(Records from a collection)
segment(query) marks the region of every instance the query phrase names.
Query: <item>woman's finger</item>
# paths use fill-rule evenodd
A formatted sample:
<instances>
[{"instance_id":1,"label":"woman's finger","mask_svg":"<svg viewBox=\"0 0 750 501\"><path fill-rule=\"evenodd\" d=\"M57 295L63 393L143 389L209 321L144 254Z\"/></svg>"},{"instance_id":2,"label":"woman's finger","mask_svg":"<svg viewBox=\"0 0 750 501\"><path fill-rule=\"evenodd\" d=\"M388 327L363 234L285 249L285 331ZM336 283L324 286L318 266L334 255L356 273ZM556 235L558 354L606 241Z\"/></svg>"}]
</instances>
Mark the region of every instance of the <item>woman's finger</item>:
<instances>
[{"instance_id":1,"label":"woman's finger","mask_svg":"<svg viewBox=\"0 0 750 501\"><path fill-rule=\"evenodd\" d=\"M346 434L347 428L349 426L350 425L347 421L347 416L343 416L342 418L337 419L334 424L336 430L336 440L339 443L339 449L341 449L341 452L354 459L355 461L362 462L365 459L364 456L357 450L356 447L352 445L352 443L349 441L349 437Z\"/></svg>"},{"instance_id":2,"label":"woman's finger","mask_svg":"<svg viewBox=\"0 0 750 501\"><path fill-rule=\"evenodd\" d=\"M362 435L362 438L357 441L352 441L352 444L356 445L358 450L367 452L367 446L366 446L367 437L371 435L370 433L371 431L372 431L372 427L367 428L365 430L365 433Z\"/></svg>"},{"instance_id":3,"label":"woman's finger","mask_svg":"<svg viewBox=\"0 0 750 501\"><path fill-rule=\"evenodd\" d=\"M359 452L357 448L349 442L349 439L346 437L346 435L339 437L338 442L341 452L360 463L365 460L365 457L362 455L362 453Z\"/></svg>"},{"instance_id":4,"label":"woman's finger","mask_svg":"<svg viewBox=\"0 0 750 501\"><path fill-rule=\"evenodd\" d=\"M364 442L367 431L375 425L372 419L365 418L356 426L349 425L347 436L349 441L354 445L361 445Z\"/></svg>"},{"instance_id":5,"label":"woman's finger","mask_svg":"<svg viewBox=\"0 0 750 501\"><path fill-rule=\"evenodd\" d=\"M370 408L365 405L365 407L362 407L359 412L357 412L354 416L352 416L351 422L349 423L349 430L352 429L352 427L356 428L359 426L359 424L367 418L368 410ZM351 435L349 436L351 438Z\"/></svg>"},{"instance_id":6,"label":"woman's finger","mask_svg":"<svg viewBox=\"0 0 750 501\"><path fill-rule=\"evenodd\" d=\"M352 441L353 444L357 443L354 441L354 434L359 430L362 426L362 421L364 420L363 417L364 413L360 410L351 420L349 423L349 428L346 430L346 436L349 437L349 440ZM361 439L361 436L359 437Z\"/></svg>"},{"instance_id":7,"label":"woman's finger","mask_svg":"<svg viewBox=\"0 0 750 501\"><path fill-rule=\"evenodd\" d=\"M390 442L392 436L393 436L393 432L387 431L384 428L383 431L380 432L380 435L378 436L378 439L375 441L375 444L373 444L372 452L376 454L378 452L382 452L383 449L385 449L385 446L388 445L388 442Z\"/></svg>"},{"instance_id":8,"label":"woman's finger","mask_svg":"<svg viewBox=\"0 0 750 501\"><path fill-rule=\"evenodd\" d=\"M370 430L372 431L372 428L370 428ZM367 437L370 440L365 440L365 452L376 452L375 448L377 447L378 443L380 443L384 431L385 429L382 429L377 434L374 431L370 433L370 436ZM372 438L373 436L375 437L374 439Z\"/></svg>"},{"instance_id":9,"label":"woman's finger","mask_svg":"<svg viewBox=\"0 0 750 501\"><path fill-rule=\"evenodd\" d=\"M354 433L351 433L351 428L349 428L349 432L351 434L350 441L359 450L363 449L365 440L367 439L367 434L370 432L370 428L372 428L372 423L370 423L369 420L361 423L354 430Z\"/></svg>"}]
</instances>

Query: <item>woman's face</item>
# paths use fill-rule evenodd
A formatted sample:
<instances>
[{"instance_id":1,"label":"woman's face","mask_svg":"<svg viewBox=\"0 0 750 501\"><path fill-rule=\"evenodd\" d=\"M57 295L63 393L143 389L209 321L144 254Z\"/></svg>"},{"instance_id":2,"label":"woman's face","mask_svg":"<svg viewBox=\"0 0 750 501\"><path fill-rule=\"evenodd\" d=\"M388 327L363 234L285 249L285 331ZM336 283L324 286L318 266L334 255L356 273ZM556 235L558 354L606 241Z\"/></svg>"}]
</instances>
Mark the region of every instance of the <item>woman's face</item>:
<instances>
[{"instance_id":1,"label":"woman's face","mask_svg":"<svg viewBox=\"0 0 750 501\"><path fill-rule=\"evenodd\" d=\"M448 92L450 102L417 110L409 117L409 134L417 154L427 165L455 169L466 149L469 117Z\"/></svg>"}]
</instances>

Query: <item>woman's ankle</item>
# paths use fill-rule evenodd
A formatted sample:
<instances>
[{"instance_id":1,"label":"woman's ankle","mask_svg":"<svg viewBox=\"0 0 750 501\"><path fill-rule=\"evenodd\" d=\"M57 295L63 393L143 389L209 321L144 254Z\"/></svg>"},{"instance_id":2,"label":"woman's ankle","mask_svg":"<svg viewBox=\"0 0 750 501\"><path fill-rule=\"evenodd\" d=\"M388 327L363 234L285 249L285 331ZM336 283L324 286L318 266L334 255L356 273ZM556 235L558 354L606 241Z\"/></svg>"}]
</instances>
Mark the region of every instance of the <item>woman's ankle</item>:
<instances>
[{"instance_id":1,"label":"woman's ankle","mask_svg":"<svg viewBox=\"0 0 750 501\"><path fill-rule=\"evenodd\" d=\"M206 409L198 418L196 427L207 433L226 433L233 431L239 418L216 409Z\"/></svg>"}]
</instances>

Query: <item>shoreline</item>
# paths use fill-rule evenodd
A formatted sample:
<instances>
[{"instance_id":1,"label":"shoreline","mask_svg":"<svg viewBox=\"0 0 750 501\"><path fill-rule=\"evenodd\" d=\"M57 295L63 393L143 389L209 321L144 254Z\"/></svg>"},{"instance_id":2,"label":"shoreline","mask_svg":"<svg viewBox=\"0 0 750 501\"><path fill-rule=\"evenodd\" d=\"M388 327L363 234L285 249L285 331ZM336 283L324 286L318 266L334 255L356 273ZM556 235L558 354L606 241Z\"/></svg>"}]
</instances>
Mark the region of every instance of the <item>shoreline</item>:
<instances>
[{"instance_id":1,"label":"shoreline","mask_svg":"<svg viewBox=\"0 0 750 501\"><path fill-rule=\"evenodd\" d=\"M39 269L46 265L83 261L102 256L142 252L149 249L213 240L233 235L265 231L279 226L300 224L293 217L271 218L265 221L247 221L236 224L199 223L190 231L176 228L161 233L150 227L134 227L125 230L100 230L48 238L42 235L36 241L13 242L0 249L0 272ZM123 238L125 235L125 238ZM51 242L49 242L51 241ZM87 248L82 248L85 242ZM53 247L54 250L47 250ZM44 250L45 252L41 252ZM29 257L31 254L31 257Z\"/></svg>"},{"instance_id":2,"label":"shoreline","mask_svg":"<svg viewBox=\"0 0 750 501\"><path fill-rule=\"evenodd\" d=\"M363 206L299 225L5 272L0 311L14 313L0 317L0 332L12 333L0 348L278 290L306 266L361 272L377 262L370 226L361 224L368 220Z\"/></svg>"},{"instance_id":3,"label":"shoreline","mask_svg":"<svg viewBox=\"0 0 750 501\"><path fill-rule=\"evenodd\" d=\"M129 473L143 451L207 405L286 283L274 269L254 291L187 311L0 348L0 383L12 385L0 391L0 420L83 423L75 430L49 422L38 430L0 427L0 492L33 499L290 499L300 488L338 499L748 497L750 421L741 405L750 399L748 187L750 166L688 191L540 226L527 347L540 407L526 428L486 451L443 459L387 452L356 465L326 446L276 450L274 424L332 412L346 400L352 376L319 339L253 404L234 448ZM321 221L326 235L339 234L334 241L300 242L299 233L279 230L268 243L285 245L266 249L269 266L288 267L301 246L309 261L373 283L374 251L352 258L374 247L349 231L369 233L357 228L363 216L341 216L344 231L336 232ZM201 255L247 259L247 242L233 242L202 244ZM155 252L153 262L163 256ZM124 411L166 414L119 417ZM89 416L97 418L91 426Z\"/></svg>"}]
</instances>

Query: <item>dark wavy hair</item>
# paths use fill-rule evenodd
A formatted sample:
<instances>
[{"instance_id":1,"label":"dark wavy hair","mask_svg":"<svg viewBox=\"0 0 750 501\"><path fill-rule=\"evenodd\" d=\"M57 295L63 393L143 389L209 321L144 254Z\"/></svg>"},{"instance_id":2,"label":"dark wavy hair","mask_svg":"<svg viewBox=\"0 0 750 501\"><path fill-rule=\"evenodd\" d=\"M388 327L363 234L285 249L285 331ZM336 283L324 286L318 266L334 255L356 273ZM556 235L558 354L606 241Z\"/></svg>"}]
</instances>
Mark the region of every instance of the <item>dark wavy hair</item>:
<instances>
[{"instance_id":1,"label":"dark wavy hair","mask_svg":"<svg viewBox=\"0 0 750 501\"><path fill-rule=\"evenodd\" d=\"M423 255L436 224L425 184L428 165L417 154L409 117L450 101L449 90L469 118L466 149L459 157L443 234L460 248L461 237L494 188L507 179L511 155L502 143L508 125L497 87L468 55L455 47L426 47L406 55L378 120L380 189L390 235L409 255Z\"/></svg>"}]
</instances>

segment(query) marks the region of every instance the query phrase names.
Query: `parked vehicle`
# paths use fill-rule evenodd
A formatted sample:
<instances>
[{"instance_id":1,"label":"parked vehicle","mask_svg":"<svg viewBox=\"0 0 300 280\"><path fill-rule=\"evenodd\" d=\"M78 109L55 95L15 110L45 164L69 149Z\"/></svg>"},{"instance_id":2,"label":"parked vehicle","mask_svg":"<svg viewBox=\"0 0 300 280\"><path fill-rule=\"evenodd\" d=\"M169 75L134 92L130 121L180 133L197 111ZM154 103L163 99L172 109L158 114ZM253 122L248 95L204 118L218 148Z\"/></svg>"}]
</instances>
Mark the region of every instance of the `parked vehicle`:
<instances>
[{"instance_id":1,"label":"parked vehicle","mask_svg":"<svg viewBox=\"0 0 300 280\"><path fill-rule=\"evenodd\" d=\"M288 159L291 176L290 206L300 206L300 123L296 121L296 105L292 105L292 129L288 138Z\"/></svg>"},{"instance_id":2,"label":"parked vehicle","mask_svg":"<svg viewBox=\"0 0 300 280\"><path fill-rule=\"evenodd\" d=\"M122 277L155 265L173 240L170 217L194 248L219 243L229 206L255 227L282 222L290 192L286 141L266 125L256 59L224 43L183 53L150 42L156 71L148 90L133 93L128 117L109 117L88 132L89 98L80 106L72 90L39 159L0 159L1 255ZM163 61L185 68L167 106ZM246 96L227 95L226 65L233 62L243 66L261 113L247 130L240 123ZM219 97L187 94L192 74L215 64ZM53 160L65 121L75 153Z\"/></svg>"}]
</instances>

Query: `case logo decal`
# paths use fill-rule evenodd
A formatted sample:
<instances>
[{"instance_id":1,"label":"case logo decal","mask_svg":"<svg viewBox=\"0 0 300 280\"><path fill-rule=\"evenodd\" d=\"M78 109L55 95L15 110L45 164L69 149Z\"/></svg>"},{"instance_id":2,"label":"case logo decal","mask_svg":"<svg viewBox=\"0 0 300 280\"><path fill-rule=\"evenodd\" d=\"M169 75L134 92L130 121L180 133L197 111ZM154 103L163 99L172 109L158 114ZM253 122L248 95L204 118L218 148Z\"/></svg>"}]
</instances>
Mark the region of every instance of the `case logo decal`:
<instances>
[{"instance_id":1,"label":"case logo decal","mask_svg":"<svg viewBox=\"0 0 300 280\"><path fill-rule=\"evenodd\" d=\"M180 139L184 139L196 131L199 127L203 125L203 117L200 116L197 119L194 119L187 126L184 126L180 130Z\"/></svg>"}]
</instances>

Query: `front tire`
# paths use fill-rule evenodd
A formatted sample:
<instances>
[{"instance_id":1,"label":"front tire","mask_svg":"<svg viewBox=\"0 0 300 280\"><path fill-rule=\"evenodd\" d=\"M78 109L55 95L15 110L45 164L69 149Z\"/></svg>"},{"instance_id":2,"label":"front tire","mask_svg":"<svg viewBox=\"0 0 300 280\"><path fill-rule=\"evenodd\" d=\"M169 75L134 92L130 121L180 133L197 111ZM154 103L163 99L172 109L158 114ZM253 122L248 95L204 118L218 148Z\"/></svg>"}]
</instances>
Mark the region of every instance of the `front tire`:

* [EXERCISE REQUIREMENTS] Within the records above, find every line holding the word "tire" and give the total as a bare number.

* [RESPONSE BOX] 3